◆ **Passage choisi**:
*****
L'expérience brésilienne de Joaquim Melo dans Viva Favela est une belle réponse à ce grave sujet, comme nous l'a partagée Célina Whitaker avec beaucoup d'émotion lors de cette soirée. e gardais à l'esprit la
faiblesse de notre communication vis-à-vis des populations qui seront
les plus concernées par les crises à venir.
Condamnés à produire toujours plus ?
Banco Palmas ou les richesses d’une favela
http://www.ceras-projet.org/index.php?id=5521
João Joaquim de Melo Neto Segundo
Décembre 2011
Banco
Palmas fut la première banque communautaire brésilienne. Elle a été
inaugurée en juillet 1998 à Palmeiras, quartier populaire de 32000
habitants situé dans la région Sud de Fortaleza, dans le Nordeste
brésilien. Les premiers habitants, en majorité des pêcheurs, étaient
arrivés en 1973, expulsés du littoral pour laisser le champ libre à la
construction de complexes touristiques. Ils construisirent des baraques,
donnant ainsi naissance à une grande favela, sans réseau sanitaire, ni
traitement des eaux, ni énergie électrique, ni école, ni aucun autre
service public. En 1981, les habitants du quartier de Palmeiras
constituèrent une association, l’Asmoconp [1],
et les familles commencèrent à s’organiser. Grâce à diverses
mobilisations populaires et à des partenariats, l’organisation
construisit petit à petit le quartier, dans une logique d’entraide
communautaire.
*****
(Lignes de données d'annotation par boîtes)

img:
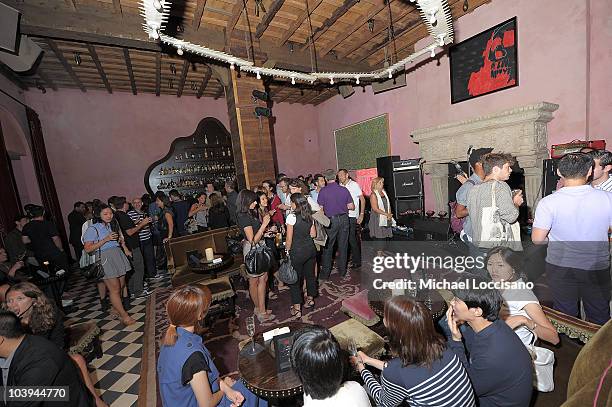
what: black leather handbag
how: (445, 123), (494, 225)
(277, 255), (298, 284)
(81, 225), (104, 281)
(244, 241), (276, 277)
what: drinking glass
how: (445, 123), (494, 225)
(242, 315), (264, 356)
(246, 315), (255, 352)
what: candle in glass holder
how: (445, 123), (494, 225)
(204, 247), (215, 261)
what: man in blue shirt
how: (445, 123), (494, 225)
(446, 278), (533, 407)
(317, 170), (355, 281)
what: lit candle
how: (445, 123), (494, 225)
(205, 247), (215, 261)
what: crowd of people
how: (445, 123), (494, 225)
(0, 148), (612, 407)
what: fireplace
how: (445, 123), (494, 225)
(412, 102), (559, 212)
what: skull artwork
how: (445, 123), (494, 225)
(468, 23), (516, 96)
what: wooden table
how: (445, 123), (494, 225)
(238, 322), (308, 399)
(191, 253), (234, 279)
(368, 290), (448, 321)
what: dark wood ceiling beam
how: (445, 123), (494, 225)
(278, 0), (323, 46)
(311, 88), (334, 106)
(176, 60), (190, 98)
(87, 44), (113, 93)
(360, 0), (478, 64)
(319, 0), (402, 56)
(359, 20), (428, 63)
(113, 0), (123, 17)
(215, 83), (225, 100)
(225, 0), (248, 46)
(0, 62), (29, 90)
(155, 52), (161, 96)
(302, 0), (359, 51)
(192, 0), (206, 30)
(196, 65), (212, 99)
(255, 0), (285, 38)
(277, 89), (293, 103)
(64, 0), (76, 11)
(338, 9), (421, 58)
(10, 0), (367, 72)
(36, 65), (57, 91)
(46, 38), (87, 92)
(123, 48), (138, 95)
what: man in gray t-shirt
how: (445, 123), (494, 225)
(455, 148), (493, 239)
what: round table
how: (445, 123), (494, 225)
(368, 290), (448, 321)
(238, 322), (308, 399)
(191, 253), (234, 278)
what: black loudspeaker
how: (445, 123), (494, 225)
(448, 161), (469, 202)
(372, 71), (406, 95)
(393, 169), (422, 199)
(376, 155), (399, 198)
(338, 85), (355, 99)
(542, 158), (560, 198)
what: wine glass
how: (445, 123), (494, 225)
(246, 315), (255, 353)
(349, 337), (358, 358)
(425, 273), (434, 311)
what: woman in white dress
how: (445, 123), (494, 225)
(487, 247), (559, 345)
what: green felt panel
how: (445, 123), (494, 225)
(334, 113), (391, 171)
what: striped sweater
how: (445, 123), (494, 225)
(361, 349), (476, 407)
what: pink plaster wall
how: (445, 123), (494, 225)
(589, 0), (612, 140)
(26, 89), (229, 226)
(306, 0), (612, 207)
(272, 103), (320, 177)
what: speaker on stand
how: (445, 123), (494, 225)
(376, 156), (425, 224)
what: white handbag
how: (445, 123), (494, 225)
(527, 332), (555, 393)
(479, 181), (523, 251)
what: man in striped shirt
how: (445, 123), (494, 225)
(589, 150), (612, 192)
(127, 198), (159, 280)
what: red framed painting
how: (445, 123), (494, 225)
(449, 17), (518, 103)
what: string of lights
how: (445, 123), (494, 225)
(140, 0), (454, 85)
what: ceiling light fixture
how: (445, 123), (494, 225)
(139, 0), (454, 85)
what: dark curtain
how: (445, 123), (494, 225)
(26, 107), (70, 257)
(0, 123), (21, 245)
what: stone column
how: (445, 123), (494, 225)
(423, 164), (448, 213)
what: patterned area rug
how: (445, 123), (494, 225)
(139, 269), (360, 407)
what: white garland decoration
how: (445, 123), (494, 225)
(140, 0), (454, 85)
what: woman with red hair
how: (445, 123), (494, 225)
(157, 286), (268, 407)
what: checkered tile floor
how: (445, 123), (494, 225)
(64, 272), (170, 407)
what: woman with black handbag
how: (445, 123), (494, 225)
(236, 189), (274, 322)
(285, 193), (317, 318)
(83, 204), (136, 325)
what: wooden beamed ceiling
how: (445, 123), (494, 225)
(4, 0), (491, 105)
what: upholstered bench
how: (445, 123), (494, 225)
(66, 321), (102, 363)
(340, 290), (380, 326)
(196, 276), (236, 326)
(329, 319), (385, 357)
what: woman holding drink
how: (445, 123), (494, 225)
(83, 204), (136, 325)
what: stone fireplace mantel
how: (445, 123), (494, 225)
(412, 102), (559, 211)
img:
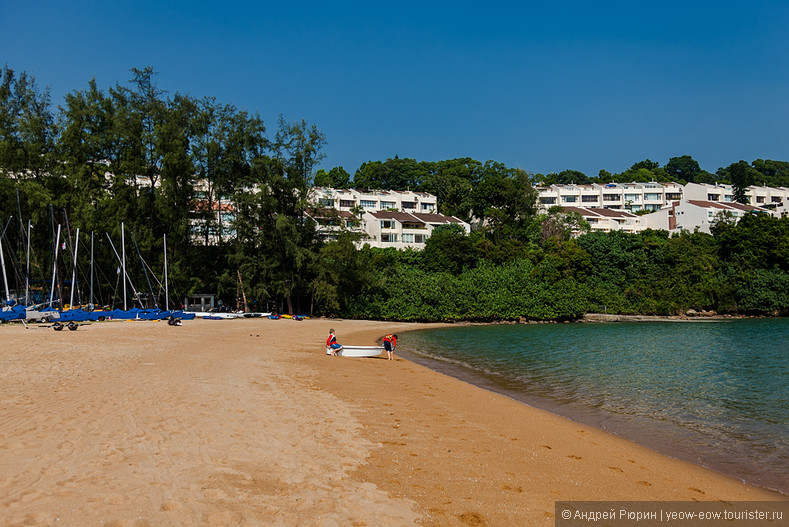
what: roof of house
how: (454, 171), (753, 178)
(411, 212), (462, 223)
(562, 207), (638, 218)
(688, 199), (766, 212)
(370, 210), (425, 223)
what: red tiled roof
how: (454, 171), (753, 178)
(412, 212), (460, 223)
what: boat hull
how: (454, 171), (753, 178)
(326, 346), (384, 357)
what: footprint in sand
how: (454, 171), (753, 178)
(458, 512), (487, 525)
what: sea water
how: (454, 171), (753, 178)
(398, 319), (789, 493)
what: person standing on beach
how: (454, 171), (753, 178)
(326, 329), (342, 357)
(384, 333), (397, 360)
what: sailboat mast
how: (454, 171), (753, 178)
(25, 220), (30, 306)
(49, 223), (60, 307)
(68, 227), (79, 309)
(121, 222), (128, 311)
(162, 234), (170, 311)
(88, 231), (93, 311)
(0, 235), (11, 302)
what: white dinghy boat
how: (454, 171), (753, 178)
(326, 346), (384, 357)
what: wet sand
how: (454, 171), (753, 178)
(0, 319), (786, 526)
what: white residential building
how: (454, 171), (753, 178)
*****
◆ **Travail demandé**:
**A)** Recopiez le passage sur la Banco Palmas en commençant aux mots « L'expérience brésilienne de » et en vous arrêtant après « toujours plus ? », puis renommez « Viva Favela » en « Favela Viva ».
**B)** Traduisez en anglais la phrase suivante du passage sur la Banco Palmas : « Banco Palmas fut la première banque communautaire brésilienne. »

◆ **Réponses attendues**:
**A)**
L'expérience brésilienne de Joaquim Melo dans Favela Viva est une belle réponse à ce grave sujet, comme nous l'a partagée Célina Whitaker avec beaucoup d'émotion lors de cette soirée. e gardais à l'esprit la
faiblesse de notre communication vis-à-vis des populations qui seront
les plus concernées par les crises à venir.
Condamnés à produire toujours plus ?

**B)** Banco Palmas was the first Brazilian community bank.